▶ Passage given
-- start --
What do you want for 2 bucks a stick ?


----------



## IHT (Dec 27, 2003)

if you're smoking to look pretty and have pretty cigars with pretty bands, you can always stick to the vastly overpriced PAM/OpusX/Diamond Crown types.
if you want something that tastes great, you found a great cigar for an excellent price.


----------



## lenguamor (Nov 23, 2006)

Fugly...yet delicious. :ss


----------



## mastershogun (Nov 3, 2006)

this thread is getting me very interested... the price is right, might have to try them out some time


----------



## lenguamor (Nov 23, 2006)

mastershogun said:


> this thread is getting me very interested... the price is right, might have to try them out some time


You wouldn't be sorry.


----------



## mastershogun (Nov 3, 2006)

lenguamor said:


> You wouldn't be sorry.


wish they were sold as just a 5-pack without buying all 25... just to try them out before :ss


----------



## piperman (Sep 8, 2005)

You know it is sometimes like a woman may not be pretty but it can be the best out there.


----------



## RJT (Feb 12, 2005)

I do smoke these but prefer the Quinteros and around the same price. RJT


----------



## Navydoc (Jan 26, 2005)

Forgot to mention the POR LARRANAGA: PANETELAS. I've seen these around for under $50 a box. Machine made hand-finished or the hand made RAFAEL GONZALES: PANETELAS EXTRA also under $50 a box.


----------



## DriftyGypsy (May 24, 2006)

I agree these are not the best looking cigars. But the ones I got were quite a good smoke.


----------
-- end --
▶ What to work on
Reproduce everything in the cigar thread from "What do you" down to "PAM/OpusX/Diamond Crown types.". The material that comes next has no connection to the cigar thread.

▶ Data provided
-- start --
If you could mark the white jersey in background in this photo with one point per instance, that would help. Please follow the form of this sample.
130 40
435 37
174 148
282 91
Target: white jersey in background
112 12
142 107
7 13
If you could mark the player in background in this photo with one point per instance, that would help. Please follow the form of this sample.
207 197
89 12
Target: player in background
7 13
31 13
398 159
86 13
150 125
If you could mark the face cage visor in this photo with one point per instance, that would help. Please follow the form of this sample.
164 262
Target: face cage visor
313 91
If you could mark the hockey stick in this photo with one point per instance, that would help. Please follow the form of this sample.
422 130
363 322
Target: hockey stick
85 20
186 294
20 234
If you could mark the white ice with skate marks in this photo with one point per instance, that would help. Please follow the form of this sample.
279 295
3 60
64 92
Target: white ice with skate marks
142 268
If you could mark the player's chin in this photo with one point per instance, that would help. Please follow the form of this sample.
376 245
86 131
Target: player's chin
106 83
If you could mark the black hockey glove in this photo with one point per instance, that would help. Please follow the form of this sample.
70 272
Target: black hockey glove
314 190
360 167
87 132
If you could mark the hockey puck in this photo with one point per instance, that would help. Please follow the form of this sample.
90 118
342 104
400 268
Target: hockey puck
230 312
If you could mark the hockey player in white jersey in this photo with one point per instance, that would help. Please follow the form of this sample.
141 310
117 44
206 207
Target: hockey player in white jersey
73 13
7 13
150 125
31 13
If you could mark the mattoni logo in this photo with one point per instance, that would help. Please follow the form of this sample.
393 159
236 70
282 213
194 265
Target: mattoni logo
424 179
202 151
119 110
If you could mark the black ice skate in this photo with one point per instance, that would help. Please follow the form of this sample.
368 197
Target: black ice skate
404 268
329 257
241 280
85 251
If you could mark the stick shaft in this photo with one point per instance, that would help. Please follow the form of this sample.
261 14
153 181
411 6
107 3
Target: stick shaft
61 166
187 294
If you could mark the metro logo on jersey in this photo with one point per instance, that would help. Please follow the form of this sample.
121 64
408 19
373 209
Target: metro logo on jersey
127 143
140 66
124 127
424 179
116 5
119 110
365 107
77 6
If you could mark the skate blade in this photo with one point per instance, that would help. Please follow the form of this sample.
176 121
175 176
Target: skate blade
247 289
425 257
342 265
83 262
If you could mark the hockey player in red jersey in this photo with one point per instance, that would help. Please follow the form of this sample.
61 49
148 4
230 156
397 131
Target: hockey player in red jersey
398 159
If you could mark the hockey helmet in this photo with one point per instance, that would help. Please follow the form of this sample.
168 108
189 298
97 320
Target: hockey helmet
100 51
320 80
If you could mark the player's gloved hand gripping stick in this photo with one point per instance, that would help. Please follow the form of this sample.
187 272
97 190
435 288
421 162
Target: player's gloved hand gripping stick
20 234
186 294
-- end --
▶ Finished exercise
What do you want for 2 bucks a stick ?


----------



## IHT (Dec 27, 2003)

if you're smoking to look pretty and have pretty cigars with pretty bands, you can always stick to the vastly overpriced PAM/OpusX/Diamond Crown types.